**Given request 1:** List every line of the records that contains the word "window".

**Passage:**
_ _ _ _

8 Things We Know About ‘This Town’


Our fair city has been christened with many a name.

The latest is “This Town,” the title of a buzzed-about new book by The New York Times Magazine’s Mark Leibovich. An earlier version of its subtitle — “The Way It Works in Suck-Up City” — should give you a good idea of the kind of wheeling-and-dealing and self-promotion that riddle its pages. It portrays a world that some recognize immediately: an incestuous playground for the country’s moneyed elite and wannabe moneyed elite. Other residents are left scratching their heads as to precisely where the District that they experience on a daily basis is in all of this.

Like any good insider exposé, it is the talk of, well, this town, this week — ahead of its release Tuesday.

D.C.’s Food Fight With New York Is Still On
The New York Times continues to slip up when it comes to basic District facts (see: a recent casual reference to “the transitional H Street NE neighborhood near Dupont Circle”). In reviewing “This Town,” the Times’ David Shribman whines that there isn’t a “single decent slice of pizza or a passable submarine sandwich” to be found in D.C. Shribman clearly never savored a slice at Pete’s Apizza or noticed the mushrooming enterprise that is Taylor Gourmet.

_ _ _ _

**Data supplied:**
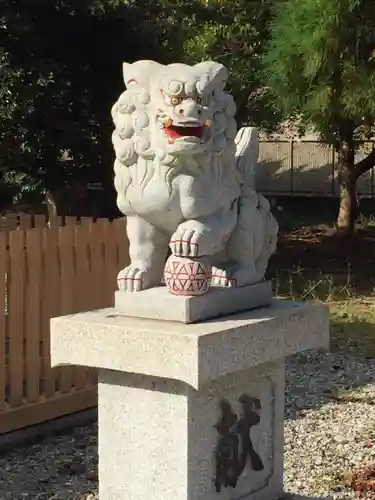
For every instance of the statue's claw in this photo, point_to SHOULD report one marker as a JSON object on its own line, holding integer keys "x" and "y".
{"x": 132, "y": 279}
{"x": 184, "y": 243}
{"x": 222, "y": 277}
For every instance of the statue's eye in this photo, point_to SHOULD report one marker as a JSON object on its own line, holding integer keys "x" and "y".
{"x": 175, "y": 100}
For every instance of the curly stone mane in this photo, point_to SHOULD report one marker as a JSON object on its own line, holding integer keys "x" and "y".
{"x": 138, "y": 158}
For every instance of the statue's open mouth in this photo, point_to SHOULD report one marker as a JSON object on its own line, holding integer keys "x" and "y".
{"x": 174, "y": 131}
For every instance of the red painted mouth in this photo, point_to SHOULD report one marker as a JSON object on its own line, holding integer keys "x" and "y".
{"x": 177, "y": 131}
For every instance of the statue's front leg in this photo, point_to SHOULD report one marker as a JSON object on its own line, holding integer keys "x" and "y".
{"x": 147, "y": 249}
{"x": 203, "y": 236}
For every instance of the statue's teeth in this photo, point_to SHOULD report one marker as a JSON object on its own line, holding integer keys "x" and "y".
{"x": 168, "y": 122}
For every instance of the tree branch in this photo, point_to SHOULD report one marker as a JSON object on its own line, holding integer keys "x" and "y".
{"x": 364, "y": 165}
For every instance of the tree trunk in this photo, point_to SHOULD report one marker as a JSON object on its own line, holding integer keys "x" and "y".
{"x": 51, "y": 204}
{"x": 348, "y": 194}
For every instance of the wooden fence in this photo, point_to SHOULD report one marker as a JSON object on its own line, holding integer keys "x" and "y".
{"x": 49, "y": 271}
{"x": 306, "y": 168}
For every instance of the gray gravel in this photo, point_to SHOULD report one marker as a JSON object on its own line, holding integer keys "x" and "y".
{"x": 329, "y": 431}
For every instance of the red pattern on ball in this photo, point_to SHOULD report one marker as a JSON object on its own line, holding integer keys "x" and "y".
{"x": 184, "y": 276}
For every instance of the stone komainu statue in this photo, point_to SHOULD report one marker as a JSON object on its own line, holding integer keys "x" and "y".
{"x": 185, "y": 177}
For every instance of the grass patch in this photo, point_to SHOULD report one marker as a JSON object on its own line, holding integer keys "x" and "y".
{"x": 353, "y": 326}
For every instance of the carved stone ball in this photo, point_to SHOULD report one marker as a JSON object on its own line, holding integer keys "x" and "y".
{"x": 185, "y": 276}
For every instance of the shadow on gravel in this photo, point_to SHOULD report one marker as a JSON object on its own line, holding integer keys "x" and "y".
{"x": 314, "y": 379}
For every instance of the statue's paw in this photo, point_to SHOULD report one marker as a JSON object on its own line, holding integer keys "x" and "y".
{"x": 133, "y": 279}
{"x": 185, "y": 242}
{"x": 223, "y": 277}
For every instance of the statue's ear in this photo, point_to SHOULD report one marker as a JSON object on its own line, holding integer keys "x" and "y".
{"x": 212, "y": 75}
{"x": 130, "y": 77}
{"x": 137, "y": 75}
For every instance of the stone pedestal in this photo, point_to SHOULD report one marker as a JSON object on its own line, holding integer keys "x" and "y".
{"x": 190, "y": 411}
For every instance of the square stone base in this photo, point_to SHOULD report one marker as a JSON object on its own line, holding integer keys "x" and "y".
{"x": 158, "y": 303}
{"x": 163, "y": 440}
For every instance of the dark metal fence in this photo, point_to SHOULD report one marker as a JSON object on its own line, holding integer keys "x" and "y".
{"x": 306, "y": 168}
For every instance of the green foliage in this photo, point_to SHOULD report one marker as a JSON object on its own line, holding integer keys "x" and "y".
{"x": 60, "y": 72}
{"x": 320, "y": 65}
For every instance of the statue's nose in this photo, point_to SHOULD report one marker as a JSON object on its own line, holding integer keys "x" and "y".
{"x": 188, "y": 109}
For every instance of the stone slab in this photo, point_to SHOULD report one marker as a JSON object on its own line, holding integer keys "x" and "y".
{"x": 158, "y": 303}
{"x": 194, "y": 353}
{"x": 157, "y": 437}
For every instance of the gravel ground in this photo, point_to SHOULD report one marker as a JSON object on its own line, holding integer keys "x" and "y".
{"x": 329, "y": 431}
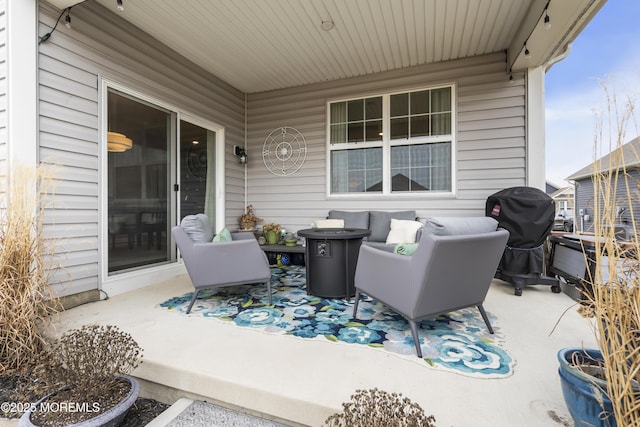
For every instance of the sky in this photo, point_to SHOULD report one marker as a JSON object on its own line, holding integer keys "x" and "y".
{"x": 606, "y": 52}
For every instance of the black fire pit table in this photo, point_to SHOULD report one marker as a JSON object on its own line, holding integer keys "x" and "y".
{"x": 331, "y": 256}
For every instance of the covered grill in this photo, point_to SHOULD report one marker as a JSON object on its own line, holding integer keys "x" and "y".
{"x": 528, "y": 214}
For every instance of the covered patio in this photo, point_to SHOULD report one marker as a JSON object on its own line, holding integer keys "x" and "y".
{"x": 302, "y": 382}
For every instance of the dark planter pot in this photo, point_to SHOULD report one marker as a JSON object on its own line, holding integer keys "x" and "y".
{"x": 585, "y": 394}
{"x": 111, "y": 418}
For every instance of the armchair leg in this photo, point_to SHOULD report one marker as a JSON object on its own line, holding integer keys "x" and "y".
{"x": 193, "y": 299}
{"x": 355, "y": 304}
{"x": 485, "y": 318}
{"x": 416, "y": 339}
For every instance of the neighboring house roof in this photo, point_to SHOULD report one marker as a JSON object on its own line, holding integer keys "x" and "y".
{"x": 257, "y": 45}
{"x": 550, "y": 187}
{"x": 627, "y": 154}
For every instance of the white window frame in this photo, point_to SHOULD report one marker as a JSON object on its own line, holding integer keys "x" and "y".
{"x": 387, "y": 143}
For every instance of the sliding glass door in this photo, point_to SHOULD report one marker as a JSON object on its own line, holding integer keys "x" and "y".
{"x": 160, "y": 168}
{"x": 139, "y": 141}
{"x": 197, "y": 171}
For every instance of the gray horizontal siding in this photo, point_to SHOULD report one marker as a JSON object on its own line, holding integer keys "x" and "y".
{"x": 490, "y": 146}
{"x": 70, "y": 63}
{"x": 585, "y": 197}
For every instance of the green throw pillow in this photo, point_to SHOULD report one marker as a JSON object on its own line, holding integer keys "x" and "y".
{"x": 223, "y": 236}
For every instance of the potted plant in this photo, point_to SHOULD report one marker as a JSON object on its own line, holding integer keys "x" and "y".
{"x": 88, "y": 369}
{"x": 272, "y": 232}
{"x": 248, "y": 220}
{"x": 379, "y": 408}
{"x": 600, "y": 385}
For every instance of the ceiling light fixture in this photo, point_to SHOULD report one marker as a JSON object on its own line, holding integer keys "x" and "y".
{"x": 48, "y": 35}
{"x": 118, "y": 143}
{"x": 327, "y": 25}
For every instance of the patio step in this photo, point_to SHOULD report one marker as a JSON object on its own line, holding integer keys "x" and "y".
{"x": 197, "y": 413}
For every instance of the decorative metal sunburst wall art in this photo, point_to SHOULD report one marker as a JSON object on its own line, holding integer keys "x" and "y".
{"x": 284, "y": 151}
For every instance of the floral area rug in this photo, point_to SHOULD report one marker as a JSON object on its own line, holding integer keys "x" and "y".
{"x": 458, "y": 342}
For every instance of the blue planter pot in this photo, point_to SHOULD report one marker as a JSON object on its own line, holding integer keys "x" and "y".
{"x": 584, "y": 394}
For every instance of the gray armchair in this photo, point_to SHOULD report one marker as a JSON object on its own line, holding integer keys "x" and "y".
{"x": 214, "y": 265}
{"x": 445, "y": 273}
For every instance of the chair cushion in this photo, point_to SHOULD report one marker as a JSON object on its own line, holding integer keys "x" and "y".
{"x": 223, "y": 236}
{"x": 380, "y": 223}
{"x": 351, "y": 219}
{"x": 403, "y": 231}
{"x": 197, "y": 227}
{"x": 452, "y": 226}
{"x": 405, "y": 248}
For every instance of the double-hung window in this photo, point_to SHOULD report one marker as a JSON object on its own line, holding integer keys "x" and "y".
{"x": 392, "y": 143}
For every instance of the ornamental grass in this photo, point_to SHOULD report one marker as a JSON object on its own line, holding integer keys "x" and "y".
{"x": 25, "y": 295}
{"x": 613, "y": 291}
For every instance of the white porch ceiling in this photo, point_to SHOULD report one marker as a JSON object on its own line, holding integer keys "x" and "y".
{"x": 260, "y": 45}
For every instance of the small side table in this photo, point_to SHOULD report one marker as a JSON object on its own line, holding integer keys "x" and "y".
{"x": 331, "y": 255}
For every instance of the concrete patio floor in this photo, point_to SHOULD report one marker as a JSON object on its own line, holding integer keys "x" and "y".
{"x": 302, "y": 382}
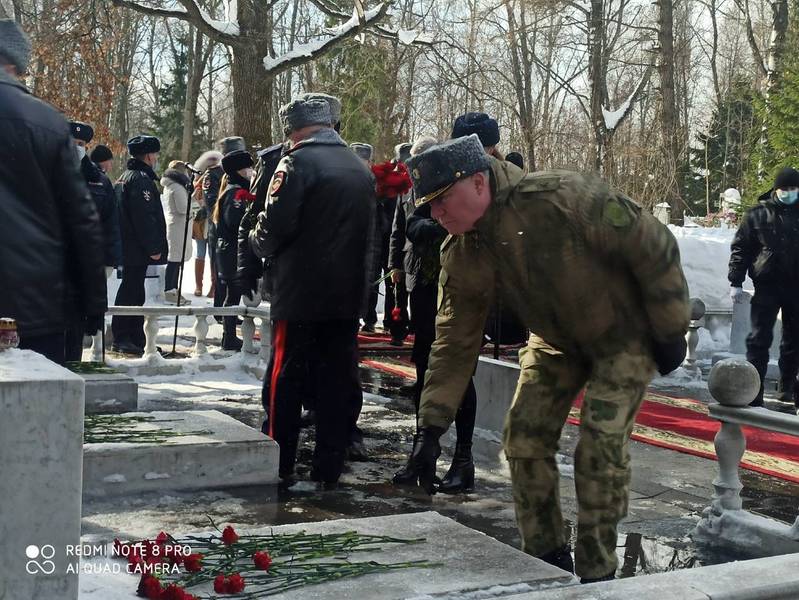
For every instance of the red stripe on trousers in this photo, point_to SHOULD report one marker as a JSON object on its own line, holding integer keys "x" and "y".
{"x": 277, "y": 365}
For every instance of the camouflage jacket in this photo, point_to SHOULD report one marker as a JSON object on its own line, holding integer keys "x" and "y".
{"x": 580, "y": 264}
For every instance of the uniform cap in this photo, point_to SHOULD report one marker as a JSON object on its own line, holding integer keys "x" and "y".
{"x": 236, "y": 160}
{"x": 15, "y": 47}
{"x": 300, "y": 113}
{"x": 437, "y": 169}
{"x": 486, "y": 128}
{"x": 81, "y": 131}
{"x": 364, "y": 151}
{"x": 143, "y": 144}
{"x": 332, "y": 102}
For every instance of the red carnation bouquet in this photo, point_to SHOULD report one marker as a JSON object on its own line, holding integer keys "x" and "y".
{"x": 392, "y": 179}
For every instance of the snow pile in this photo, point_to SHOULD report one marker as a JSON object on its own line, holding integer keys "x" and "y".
{"x": 705, "y": 256}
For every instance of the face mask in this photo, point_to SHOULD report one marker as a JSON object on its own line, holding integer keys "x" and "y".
{"x": 787, "y": 197}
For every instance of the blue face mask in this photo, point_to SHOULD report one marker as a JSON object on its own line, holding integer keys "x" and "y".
{"x": 787, "y": 197}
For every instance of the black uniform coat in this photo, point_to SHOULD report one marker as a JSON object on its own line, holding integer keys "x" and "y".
{"x": 233, "y": 204}
{"x": 141, "y": 216}
{"x": 766, "y": 245}
{"x": 105, "y": 200}
{"x": 51, "y": 257}
{"x": 317, "y": 231}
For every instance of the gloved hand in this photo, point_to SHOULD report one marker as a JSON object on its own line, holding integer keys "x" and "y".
{"x": 93, "y": 324}
{"x": 426, "y": 451}
{"x": 669, "y": 355}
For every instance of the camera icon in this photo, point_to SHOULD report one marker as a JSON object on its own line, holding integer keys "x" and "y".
{"x": 35, "y": 566}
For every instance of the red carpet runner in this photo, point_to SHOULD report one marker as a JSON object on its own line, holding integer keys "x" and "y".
{"x": 680, "y": 424}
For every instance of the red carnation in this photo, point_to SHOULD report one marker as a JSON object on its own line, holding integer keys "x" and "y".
{"x": 235, "y": 584}
{"x": 174, "y": 592}
{"x": 262, "y": 560}
{"x": 193, "y": 563}
{"x": 149, "y": 587}
{"x": 229, "y": 536}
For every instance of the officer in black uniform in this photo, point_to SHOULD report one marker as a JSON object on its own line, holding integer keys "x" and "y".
{"x": 234, "y": 198}
{"x": 144, "y": 242}
{"x": 315, "y": 233}
{"x": 102, "y": 192}
{"x": 766, "y": 246}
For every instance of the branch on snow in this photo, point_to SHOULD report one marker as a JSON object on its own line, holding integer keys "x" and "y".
{"x": 313, "y": 50}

_ _ _ _

**Given request 2:** Repeat the part of the article about "This Town" starting with "The latest is" and going on through "all of this.".

**Exercise response 1:**
For every instance of the white window frame in this photo, point_to SHOULD report one marker as a JSON object on its own line, holding integer keys "x" and "y".
For every instance of the double-hung window in this photo, point_to SHOULD report one marker as a JSON object on its own line, holding integer keys "x" and "y".

**Exercise response 2:**
The latest is “This Town,” the title of a buzzed-about new book by The New York Times Magazine’s Mark Leibovich. An earlier version of its subtitle — “The Way It Works in Suck-Up City” — should give you a good idea of the kind of wheeling-and-dealing and self-promotion that riddle its pages. It portrays a world that some recognize immediately: an incestuous playground for the country’s moneyed elite and wannabe moneyed elite. Other residents are left scratching their heads as to precisely where the District that they experience on a daily basis is in all of this.